**What to work on:** For this exercise, restate every line below word for word and drop the images.

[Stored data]
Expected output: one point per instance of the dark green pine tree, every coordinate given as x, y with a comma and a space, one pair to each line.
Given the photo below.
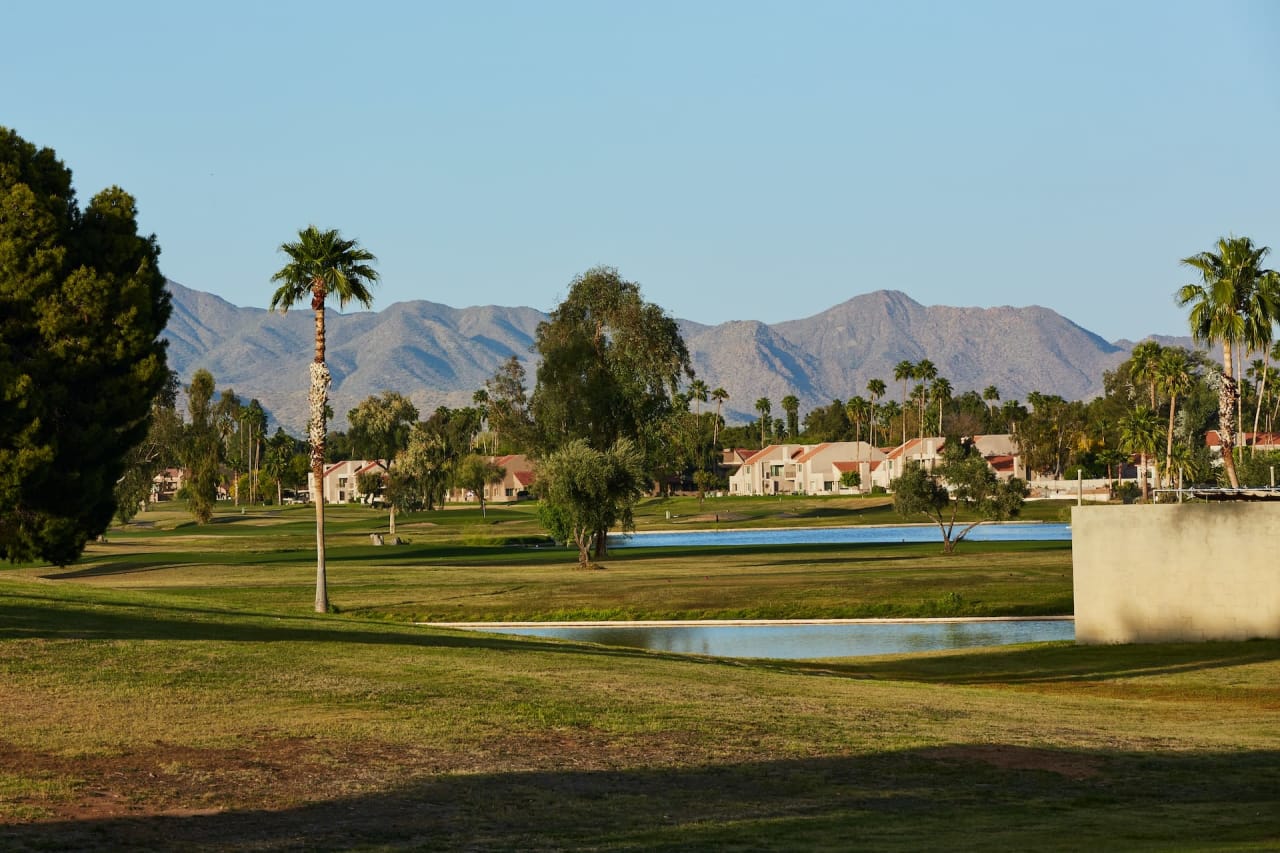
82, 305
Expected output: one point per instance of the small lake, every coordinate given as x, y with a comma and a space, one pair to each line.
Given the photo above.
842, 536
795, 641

**Solution to this task:**
Expected output: one point per instance of the dark green pine tree, every coordinate given as x, y with a comma and a space, one pair to each line.
Given the photo below.
82, 305
Expected output: one point per instance of the small lake, every coordinate given as x, y with a comma and a space, one pair to each line.
Given the photo above.
842, 536
795, 641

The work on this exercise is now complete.